Selected extract –
The war (which was called “the war to end all wars”) ended with the signings of the armistice on November 11, 1918 and the Treaty of Versailles June 28, 1919. Several key points of the treaty were:
- Alsace-Lorraine was returned to France.
- Germany’s army was restricted to 100,000 soldiers.
- No military fortifications were allowed in The German Rhineland adjacent to France.
- Parts of Germany inhabited by Poles were given to Poland.
- Germany was to pay the Allies $ 33 billion to reimburse them for the cost of the war (reparations), at the rate of $ 63 million per year.
619,636 Canadians served in WW 1 – 59,544 died and 172,950 were wounded.
5,326 soldiers served in the 21st Battalion – 1,276 were killed in action.
Adolph Hitler served as a messenger during the First World War and was wounded in the leg. After recovering, he was promoted to the rank of Corporal and returned to action. He finished the war in hospital recovering from a gas attack near Ypres in 1918.
Beaverbrook attempts to put the efforts of Canadian soldiers into perspective by quoting a French General:
“My countrymen are fighting within fifty miles of Paris to push back and chastise the vile and leprous race which has violated the chastity of our beautiful France. But the Australians at the Dardenelles and the Canadians at Ypres fought with supreme and absolute devotion for what, to many of them, must have seemed simple abstractions, and that nation that will support for an abstraction the horror of this war of all wars, will ever hold the highest place in the records of human valour.”

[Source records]
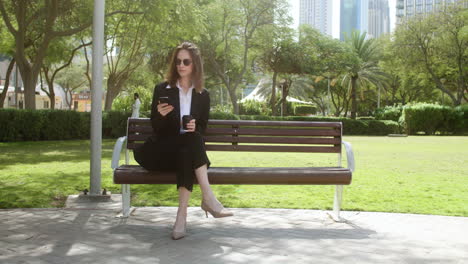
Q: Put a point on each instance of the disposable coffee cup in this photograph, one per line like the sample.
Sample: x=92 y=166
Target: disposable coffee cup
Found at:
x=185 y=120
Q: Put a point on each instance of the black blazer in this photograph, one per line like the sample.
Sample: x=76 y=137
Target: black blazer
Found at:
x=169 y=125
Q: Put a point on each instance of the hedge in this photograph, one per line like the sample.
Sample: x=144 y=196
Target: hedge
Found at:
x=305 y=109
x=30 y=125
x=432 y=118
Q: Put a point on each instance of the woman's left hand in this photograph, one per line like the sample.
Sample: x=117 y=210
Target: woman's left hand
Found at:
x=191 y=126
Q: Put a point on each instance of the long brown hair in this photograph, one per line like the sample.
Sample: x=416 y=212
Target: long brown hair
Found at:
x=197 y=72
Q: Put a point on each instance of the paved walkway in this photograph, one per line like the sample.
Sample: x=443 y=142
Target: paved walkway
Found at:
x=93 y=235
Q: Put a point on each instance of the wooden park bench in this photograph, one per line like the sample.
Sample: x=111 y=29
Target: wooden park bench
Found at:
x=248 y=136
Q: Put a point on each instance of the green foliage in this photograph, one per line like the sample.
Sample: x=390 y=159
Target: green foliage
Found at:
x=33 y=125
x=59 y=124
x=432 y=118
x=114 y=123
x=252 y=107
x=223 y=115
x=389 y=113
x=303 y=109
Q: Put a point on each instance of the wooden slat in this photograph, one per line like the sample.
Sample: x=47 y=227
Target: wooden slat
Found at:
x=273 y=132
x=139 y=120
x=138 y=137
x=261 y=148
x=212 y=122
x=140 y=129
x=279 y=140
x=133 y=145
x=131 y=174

...

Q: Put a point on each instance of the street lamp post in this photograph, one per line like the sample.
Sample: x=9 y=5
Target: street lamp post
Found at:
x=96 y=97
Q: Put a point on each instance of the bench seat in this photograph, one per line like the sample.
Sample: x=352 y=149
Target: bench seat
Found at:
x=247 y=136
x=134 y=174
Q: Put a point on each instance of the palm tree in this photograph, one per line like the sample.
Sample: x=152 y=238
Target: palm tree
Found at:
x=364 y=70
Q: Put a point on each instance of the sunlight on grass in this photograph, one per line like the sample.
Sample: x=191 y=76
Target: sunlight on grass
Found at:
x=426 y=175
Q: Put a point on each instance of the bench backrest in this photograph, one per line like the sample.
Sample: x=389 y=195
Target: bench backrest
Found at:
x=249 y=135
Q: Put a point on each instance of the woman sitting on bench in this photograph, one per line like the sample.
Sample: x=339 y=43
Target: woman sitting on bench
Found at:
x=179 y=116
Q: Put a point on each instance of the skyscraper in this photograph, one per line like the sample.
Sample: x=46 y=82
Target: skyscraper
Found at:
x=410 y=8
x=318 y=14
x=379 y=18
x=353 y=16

Task – Please resume the text on the end of the First World War and its Canadian soldiers, picking up after its last sentence.

Exercise output –
Beaverbrook goes on to say:
“The rank and file volunteered in hundreds of thousands, and then in more hundreds of thousands, because they saw that the Empire was in peril. From thousands of miles the flower of the youth of the Empire have come and trained, and fought and died, or have drifted back broken after the war to the Dominions whence they set out.”
Brigadier-General William St. Pierre Hughes:
“It was outstanding fighting ability that enabled my 21st Battalion to come home with the record of never having been given a black eye in over four years of active participation in the war. They never went after anything they did not take and they never gave up anything they captured. Of the original 1,058, less than 150 are now alive in 1935, most of them buried in Flanders’ Fields and in the Somme.”
Although Bill and Keith went together and served together, they didn’t come back together – but they both came back.